» Work instructions
Set each entry down exactly as written.

» Task material
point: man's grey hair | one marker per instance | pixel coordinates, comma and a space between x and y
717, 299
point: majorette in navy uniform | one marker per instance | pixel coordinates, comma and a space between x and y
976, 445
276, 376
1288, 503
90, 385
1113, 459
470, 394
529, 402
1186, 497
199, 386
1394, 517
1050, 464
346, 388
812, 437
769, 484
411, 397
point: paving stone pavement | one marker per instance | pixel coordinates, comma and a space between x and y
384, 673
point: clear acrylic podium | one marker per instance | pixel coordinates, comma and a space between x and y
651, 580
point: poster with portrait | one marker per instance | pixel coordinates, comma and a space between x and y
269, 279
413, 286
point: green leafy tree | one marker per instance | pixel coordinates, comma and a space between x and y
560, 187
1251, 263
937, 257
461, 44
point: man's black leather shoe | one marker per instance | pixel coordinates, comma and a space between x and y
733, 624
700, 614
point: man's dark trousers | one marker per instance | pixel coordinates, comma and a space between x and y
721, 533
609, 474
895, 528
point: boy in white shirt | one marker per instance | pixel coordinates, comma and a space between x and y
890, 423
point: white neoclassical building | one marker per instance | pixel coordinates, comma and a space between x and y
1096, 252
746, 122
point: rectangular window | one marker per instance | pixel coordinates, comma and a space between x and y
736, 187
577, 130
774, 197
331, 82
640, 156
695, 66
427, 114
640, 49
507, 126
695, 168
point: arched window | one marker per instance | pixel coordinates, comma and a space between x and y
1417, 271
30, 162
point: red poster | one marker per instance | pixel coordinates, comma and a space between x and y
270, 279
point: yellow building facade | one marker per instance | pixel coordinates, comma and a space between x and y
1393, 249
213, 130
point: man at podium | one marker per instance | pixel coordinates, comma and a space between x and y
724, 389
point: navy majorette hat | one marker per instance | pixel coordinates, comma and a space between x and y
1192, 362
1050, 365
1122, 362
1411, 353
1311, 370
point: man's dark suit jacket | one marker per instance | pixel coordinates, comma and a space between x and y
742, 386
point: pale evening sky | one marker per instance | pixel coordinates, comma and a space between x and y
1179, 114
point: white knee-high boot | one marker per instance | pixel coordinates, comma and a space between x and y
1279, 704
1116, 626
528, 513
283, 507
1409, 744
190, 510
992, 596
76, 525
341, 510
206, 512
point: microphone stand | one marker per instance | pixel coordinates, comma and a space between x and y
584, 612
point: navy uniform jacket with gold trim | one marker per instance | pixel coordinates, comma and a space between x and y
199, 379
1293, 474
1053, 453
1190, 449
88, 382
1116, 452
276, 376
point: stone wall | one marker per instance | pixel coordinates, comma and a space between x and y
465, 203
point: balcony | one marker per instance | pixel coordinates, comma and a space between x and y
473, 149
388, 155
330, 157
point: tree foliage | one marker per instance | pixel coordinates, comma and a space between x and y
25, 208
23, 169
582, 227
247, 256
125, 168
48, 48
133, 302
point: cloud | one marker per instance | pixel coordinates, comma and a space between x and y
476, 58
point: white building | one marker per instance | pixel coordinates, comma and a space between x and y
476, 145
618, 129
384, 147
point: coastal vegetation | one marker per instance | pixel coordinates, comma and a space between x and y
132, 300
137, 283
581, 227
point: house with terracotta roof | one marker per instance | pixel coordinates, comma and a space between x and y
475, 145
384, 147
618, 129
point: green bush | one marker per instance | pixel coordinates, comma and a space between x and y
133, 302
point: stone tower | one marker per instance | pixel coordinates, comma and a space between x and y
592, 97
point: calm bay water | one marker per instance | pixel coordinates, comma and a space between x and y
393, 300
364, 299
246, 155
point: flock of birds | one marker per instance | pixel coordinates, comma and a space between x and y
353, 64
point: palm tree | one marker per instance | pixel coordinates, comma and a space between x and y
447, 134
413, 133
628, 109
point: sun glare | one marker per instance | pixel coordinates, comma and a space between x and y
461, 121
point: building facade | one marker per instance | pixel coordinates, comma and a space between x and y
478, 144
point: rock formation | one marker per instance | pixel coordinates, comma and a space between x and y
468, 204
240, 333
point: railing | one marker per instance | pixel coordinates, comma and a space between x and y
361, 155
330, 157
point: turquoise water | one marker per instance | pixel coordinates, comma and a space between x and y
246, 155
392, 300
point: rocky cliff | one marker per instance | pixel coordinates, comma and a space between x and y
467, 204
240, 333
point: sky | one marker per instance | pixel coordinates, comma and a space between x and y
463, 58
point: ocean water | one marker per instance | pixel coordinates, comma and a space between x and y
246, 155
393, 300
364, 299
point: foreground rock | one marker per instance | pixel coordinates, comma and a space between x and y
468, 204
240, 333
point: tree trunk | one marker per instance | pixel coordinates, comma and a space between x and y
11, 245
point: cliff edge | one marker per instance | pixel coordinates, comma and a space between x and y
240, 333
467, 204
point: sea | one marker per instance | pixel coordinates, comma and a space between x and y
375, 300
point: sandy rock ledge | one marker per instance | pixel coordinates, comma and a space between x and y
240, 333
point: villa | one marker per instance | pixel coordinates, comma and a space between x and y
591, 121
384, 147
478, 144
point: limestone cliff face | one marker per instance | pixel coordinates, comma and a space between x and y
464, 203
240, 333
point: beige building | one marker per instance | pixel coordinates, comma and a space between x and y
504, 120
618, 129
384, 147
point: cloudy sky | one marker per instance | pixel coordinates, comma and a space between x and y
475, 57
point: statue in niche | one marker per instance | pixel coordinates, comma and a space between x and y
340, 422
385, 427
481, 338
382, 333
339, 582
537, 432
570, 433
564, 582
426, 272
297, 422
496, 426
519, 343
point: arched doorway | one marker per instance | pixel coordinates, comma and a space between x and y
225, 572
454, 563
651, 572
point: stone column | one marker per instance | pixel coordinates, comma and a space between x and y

» Solved problem
point: man's grey hair | one marker per instance | pixel coordinates, comma and a space between x and y
717, 299
point: majorette in navy uniform | one marker per instance | pixel coordinates, comma and a space between x and y
976, 445
276, 376
1288, 503
90, 385
1113, 459
470, 394
529, 402
1186, 497
199, 386
1394, 517
1050, 464
346, 388
812, 437
769, 484
411, 397
point: paving stone pavement | one marker per instance | pixel coordinates, comma and a space between x and y
384, 673
point: clear acrylic podium | one marker per instance | pixel coordinates, comma and a space between x and y
651, 580
point: poster with portrait | one marker per instance | pixel coordinates, comma and a space between x and y
269, 279
413, 286
point: green leafy tree | one marker per instance | pixel coordinates, comma and a space between x and y
560, 187
1251, 263
937, 257
461, 44
point: man's black leather shoe | one marker per instance | pixel coordinates, comma and a space between x and y
733, 624
700, 614
point: man's dark trousers | one marker per instance | pixel coordinates, comma and a space between x and y
721, 533
609, 474
895, 528
point: boy in white shirt | one marker per instance | pixel coordinates, comma and a space between x and y
890, 423
point: white neoclassical building | one marker per instance | pixel coordinates, comma and a space between x and y
1096, 252
746, 122
point: rectangular window | one marker per instance | pixel coordinates, comma and a space between x and y
736, 187
577, 130
774, 197
331, 82
640, 156
695, 66
427, 114
640, 49
507, 126
695, 168
point: arched window | one marker per instance | pixel coordinates, comma and a space between x and y
1417, 271
30, 162
point: red poster | one marker per instance | pixel coordinates, comma and a space between x and y
270, 279
point: yellow building facade | one marker per instance | pixel coordinates, comma and a space between x and y
1393, 249
213, 130
point: man at podium | one marker per instance | pixel coordinates, comma and a space between x and y
724, 389
point: navy majorette hat | one marker per instance | pixel coordinates, comma and a space between x and y
1192, 362
1050, 365
1122, 362
1411, 353
1311, 370
point: man's dark suit jacket | one marker per instance | pixel coordinates, comma and a space between x and y
742, 386
point: pale evening sky | one marker per instance | pixel coordinates, comma and a space between x and y
1179, 114
point: white knee-high boot | one marker per instance | pixel coordinates, comma and a space between x and y
1279, 704
1116, 626
528, 513
283, 507
1409, 744
190, 510
992, 596
76, 525
341, 510
206, 512
point: microphone stand | one marker per instance | pixel coordinates, comma and a space between x and y
584, 612
point: navy uniform jacket with gold trim | one marker per instance | pixel coordinates, comma and a space between x and y
199, 379
1293, 474
1053, 453
1190, 449
88, 382
1116, 452
276, 376
point: stone wall | one marker per instance | pixel coordinates, comma and a space between x and y
465, 203
point: balcony | one marker per instance | pixel coordinates, comma and a space between x and y
473, 149
388, 155
330, 157
point: tree foliage | one marker per instance | pixel coordinates, comma and a space between x and y
25, 208
23, 169
582, 227
247, 256
125, 168
48, 48
133, 302
point: cloud | one marker per instance | pixel coordinates, comma and a space between x and y
476, 58
point: white building | one marker per instance | pixel coordinates, comma and a space between x and y
476, 145
618, 129
384, 147
point: coastal vegetation | one marker per instance | pixel coordinates, comma and a space between x and y
132, 300
137, 283
581, 227
point: house with terracotta roof | one marker per instance | pixel coordinates, comma and a space between x and y
475, 145
384, 147
618, 129
point: green bush | one marker per instance | pixel coordinates, comma and a space between x and y
133, 302
point: stone tower | one marker per instance | pixel coordinates, comma and a space between x and y
592, 97
point: calm bay water | one marker per instance | pixel coordinates, comma and a space between x and y
393, 300
364, 299
246, 155
point: flock of birds | one marker per instance | pixel coordinates, comma and a space between x and y
353, 64
point: palm tree | one marker per instance | pixel coordinates, comma and a space between x and y
447, 134
413, 133
628, 109
point: sun glare | one marker per instance | pixel coordinates, comma and a space between x and y
461, 121
point: building facade | one marker per instance | pixel coordinates, comma and a space between x and y
478, 144
point: rock formation | one marker per instance | pixel coordinates, comma and a space between x and y
468, 204
240, 333
point: railing | one marker per instance | pixel coordinates, comma and a space between x and y
361, 155
330, 157
point: turquoise water | one marker per instance | pixel coordinates, comma and a space between x and y
246, 155
392, 300
point: rocky cliff | one marker per instance | pixel coordinates, comma and a space between x and y
467, 204
240, 333
point: sky | one marker per instance | pixel coordinates, comma and a space between x and y
463, 58
point: ocean water | one marker per instance | pixel coordinates, comma and a space between x and y
246, 155
393, 300
364, 299
point: foreground rock | one marker per instance | pixel coordinates, comma and a space between x and y
468, 204
240, 333
point: tree trunk | one marker per instance | pixel coordinates, comma and a space between x and y
11, 245
point: cliff edge | one marker per instance | pixel coordinates, comma and a space between x and y
240, 333
467, 204
point: sea | one marker per instance | pixel coordinates, comma and a space between x and y
375, 300
point: sandy rock ledge | one marker per instance | pixel coordinates, comma and a space between x and y
240, 333
point: villa | one marker per instance | pixel coordinates, comma and a space between x and y
591, 121
384, 147
478, 144
point: limestone cliff face | one marker per instance | pixel coordinates, comma and a space between x and y
464, 203
240, 333
point: beige building | one marker per instance | pixel coordinates, comma and a space between x and y
504, 120
618, 129
384, 147
point: cloudy sky | one marker per instance | pixel coordinates, comma and a space between x and y
475, 57
point: statue in niche | one marker per instance | pixel coordinates, comma and a space between x and y
340, 422
385, 427
481, 338
382, 333
339, 582
537, 432
570, 433
564, 582
426, 272
297, 422
496, 426
519, 343
point: arched doorway | one marker per instance | pixel coordinates, comma and a space between x and y
225, 572
454, 563
651, 572
point: stone column | one marker per instance | pixel coordinates, comma and a space between x and y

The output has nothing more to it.